PASSAGE FOR REVIEW:
If you were awake the morning of September 3rd, there’s a good chance that you felt the Pawnee earthquake. It was felt from Texas to Chicago, and was followed by multiple aftershocks. The number and magnitude of earthquakes in Oklahoma and surrounding states has greatly increased in recent years. In 2009, there were three earthquakes over a magnitude of 3.0. In 2015, there were 907. Evidence for rising seismic activity points to injection wells. This is not some surprising revelation. Research has long pointed to injection wells artificially inducing earthquakes in the area.
An injection well can place different types of water, including salt water or wastewater, deep underground into or underneath shallow soil layers or into porous rock formations. They have multiple applications, but the one most linked to earthquake activity is wastewater disposal. In this process, wastewater is injected in between impermeable rock layers to avoid polluting fresh water.
In 2013, a study was released claiming to link wastewater injection and earthquakes in Oklahoma using hard data. The paper reads, “the progressive rupture of three fault planes in this sequence suggests that stress changes from the initial rupture triggered the successive earthquakes, including one larger than the first.” That’s pretty simple. In 2015, a series of studies continued to confirm the connection between injection and quakes.
For some reason, it took the latest earthquake to get legislation to give shutdown orders to local wastewater injection wells. That’s at least two years after a study confirmed they were doing some serious damage below ground. It seems like common sense that you wouldn’t wait for major structural damage in Pawnee, Oklahoma to try to avoid a problem.
People are constantly designing technology that helps speed up, lessen the cost of or create new processes of work. Sometimes this can’t help but involve our planet’s resources. What it shouldn’t involve is damage to our planet’s ecosystems or structure. Often, damage to our planet’s systems can come back and hurt humanity. We see it in ecosystems with varying temperatures and disease-spreading mosquitoes, and we see it in Pawnee where multiple buildings have been damaged and state of emergency has been declared in order to cover repair costs.
The Environmental Protection Agency has stepped in to monitor shutdowns and has always monitored injection wells to a point. What the process of making a decision like creating injection wells needs in the first place is a more thorough evaluation of damage. Businesses and research specialists should work closer together to rule out environmental concerns before designing something. Otherwise, we learn the hard way that a process isn’t safe, and may have to potentially waste a lot of resource on replacing or changing it.

EXTRACTED ENTRIES:
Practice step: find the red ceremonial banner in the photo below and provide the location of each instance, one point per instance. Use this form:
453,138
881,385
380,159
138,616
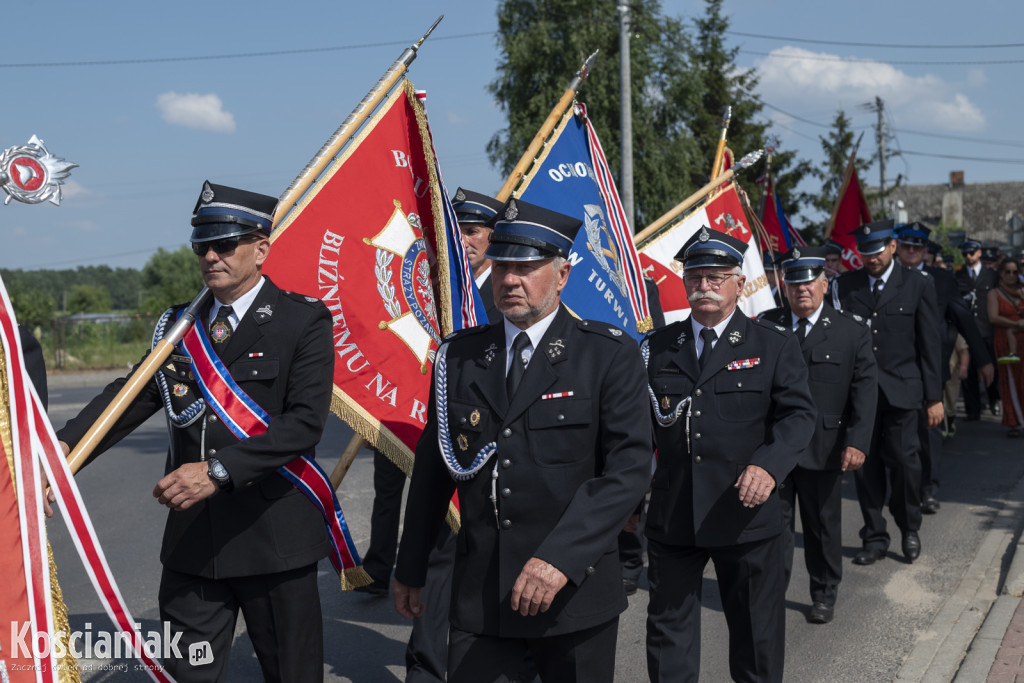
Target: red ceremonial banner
364,240
851,212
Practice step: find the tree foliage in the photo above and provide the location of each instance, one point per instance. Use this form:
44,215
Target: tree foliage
543,42
837,144
170,278
88,299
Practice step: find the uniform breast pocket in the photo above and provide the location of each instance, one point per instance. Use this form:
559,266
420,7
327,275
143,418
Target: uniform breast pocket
738,395
670,390
470,426
559,430
256,370
824,366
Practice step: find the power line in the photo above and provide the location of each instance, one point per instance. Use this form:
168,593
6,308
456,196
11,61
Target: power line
236,55
776,55
981,159
858,44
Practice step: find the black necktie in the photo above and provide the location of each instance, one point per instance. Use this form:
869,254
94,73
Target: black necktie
220,329
709,336
517,367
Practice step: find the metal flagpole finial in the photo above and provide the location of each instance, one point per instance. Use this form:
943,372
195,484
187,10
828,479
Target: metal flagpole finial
31,174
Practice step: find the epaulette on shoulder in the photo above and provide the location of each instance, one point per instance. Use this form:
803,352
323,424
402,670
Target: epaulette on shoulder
308,300
848,313
597,327
468,332
778,329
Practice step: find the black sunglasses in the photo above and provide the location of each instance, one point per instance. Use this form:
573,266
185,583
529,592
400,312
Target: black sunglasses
223,246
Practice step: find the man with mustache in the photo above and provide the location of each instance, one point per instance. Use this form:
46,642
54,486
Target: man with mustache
732,412
540,424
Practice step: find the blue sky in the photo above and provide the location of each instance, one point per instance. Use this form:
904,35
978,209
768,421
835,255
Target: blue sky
146,134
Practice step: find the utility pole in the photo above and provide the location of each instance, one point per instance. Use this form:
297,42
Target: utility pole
626,112
880,108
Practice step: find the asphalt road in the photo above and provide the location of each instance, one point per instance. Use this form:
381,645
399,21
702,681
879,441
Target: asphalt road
883,611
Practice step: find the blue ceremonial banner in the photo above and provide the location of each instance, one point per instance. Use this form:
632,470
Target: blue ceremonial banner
572,177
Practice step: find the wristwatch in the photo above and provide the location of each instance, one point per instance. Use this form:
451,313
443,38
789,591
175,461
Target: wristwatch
218,473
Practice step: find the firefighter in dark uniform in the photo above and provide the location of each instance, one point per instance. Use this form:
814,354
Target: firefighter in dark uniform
535,421
843,379
899,305
974,281
732,413
239,535
953,318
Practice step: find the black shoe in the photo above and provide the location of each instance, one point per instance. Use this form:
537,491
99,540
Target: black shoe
911,546
868,556
375,588
820,613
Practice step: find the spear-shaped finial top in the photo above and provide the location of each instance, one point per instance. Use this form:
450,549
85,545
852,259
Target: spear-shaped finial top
427,34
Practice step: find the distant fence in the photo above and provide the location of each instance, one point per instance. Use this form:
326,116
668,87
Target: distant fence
94,340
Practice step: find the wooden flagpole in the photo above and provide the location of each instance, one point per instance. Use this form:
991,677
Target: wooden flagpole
549,125
133,386
653,228
847,176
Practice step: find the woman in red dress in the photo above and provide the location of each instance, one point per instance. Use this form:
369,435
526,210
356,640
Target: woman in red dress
1006,311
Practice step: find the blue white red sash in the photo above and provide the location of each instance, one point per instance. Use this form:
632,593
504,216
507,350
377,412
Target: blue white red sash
245,418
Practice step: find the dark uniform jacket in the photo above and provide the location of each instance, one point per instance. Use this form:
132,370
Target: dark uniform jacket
955,316
282,355
843,379
904,325
487,295
759,415
573,460
975,293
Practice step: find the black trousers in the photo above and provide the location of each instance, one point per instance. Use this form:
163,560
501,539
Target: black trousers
972,386
819,496
426,654
388,484
283,619
583,656
894,461
752,583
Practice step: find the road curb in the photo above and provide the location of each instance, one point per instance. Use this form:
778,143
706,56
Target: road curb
966,633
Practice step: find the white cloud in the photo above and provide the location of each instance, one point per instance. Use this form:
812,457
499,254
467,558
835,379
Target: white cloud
195,111
819,77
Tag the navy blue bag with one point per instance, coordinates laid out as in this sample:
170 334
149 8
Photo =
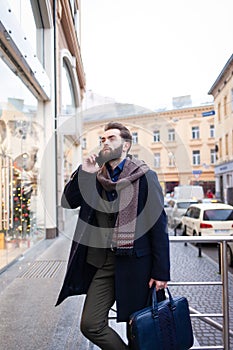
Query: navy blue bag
162 326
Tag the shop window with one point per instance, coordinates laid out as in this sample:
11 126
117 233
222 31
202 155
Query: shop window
195 132
21 215
196 158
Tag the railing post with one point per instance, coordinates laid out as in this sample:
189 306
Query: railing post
225 298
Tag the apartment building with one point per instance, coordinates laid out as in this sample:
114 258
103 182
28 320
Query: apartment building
42 85
222 91
179 144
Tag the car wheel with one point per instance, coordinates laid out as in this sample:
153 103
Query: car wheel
229 256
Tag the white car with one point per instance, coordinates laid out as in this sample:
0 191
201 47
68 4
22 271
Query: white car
209 219
175 209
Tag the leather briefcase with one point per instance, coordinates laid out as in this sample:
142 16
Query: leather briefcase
162 326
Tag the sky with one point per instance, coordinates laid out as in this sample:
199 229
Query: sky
147 52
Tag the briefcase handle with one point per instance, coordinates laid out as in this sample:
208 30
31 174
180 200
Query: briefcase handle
155 302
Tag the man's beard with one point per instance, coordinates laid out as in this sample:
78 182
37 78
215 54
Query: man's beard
106 156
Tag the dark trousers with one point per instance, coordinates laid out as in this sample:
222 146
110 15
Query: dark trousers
99 300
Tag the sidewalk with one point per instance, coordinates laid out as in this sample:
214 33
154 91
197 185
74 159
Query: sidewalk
29 289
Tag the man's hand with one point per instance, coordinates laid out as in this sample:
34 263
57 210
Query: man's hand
158 284
90 164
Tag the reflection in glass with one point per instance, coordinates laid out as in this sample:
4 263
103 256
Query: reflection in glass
21 216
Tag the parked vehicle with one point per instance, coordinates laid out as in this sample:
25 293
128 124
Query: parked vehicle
210 219
175 209
189 192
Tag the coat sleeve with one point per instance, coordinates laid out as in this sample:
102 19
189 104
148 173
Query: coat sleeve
159 230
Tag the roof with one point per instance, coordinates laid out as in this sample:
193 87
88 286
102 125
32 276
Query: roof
225 68
113 110
207 206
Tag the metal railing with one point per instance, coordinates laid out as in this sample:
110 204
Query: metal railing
207 317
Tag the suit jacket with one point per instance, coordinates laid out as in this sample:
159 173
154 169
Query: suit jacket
132 273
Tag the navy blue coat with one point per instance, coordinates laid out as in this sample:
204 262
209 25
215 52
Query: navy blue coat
132 273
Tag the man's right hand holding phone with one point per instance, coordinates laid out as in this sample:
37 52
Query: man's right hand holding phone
90 165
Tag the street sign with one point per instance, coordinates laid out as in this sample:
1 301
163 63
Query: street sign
207 114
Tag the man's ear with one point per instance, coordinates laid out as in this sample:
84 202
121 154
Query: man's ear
126 146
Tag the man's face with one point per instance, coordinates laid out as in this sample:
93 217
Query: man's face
112 145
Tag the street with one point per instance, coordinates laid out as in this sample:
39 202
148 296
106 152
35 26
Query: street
211 250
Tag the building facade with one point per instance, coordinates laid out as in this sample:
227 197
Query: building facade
178 144
42 85
222 91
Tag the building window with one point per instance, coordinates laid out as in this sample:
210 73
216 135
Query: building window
156 136
84 143
171 159
212 131
225 106
195 132
232 99
134 138
171 134
30 20
68 101
219 112
157 160
212 156
196 158
226 145
220 147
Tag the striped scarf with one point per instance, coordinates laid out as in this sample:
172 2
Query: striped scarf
127 188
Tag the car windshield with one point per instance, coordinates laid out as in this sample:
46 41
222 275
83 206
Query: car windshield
183 205
218 215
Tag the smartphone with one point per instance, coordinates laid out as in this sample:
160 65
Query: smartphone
99 160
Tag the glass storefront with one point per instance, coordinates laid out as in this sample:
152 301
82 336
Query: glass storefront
21 215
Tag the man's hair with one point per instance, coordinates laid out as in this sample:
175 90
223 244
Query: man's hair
124 132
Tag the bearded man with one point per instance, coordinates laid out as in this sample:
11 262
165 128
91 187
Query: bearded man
120 247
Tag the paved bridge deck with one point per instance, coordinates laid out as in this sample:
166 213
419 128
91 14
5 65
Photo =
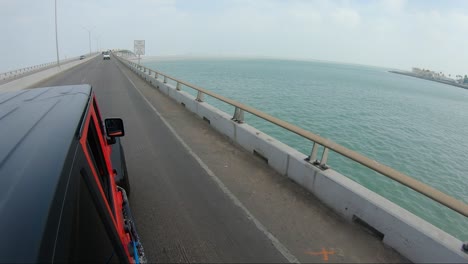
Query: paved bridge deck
197 197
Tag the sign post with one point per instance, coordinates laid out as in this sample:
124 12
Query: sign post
139 48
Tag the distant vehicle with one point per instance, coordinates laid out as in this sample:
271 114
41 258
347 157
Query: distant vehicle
63 180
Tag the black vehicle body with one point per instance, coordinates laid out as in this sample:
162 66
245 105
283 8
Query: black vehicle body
57 203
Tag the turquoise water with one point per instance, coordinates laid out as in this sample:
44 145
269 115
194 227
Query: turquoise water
415 126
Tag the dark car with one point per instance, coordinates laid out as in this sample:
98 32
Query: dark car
63 180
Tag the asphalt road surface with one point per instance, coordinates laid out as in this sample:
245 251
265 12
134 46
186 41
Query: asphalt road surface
181 214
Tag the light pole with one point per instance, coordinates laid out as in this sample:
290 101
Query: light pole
56 35
89 34
97 41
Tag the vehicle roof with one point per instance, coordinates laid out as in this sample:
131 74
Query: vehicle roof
38 127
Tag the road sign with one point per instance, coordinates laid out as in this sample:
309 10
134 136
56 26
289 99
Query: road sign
139 47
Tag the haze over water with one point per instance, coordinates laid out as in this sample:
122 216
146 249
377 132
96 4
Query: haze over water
415 126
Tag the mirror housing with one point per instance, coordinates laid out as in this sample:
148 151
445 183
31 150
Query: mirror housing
114 127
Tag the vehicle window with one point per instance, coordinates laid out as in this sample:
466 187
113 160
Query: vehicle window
97 156
98 115
90 240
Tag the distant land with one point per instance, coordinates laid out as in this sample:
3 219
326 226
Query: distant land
434 76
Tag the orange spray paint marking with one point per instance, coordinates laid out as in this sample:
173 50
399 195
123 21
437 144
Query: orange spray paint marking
323 252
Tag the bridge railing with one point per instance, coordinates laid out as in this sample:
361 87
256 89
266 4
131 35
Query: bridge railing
317 142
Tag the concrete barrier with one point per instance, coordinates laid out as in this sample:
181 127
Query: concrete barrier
413 237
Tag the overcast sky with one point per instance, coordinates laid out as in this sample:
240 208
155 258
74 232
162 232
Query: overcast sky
390 33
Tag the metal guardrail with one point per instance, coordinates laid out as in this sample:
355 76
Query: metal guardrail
327 144
18 72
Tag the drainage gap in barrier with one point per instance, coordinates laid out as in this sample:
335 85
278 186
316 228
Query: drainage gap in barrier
256 153
370 229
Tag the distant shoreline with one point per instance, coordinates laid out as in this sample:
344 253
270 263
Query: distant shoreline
429 79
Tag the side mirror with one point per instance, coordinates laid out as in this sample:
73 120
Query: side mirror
114 127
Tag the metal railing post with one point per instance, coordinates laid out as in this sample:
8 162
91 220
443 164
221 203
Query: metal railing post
238 115
200 96
313 154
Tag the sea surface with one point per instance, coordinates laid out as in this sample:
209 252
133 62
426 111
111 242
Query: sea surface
415 126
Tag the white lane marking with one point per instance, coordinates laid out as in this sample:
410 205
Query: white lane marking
276 243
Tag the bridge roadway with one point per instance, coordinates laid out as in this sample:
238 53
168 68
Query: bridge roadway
215 202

TASKS AND EXERCISES:
1 – According to the injection-well article, how many earthquakes over magnitude 3.0 occurred in 2015?
2 – Reproduce the injection-well article word for word, starting at "People are constantly" and ending at "cover repair costs.".
3 – Summarize the injection-well article in two sentences.

WRITTEN ANSWERS:
1 – 907

2 –
People are constantly designing technology that helps speed up, lessen the cost of or create new processes of work. Sometimes this can’t help but involve our planet’s resources. What it shouldn’t involve is damage to our planet’s ecosystems or structure. Often, damage to our planet’s systems can come back and hurt humanity. We see it in ecosystems with varying temperatures and disease-spreading mosquitoes, and we see it in Pawnee where multiple buildings have been damaged and state of emergency has been declared in order to cover repair costs.

3 – Earthquakes in Oklahoma and surrounding states have greatly increased in recent years, and research, including a 2013 study, links them to wastewater injection wells. Shutdown orders for local wells came only after the Pawnee earthquake, and the article holds that businesses and research specialists should evaluate damage more thoroughly before designing such processes.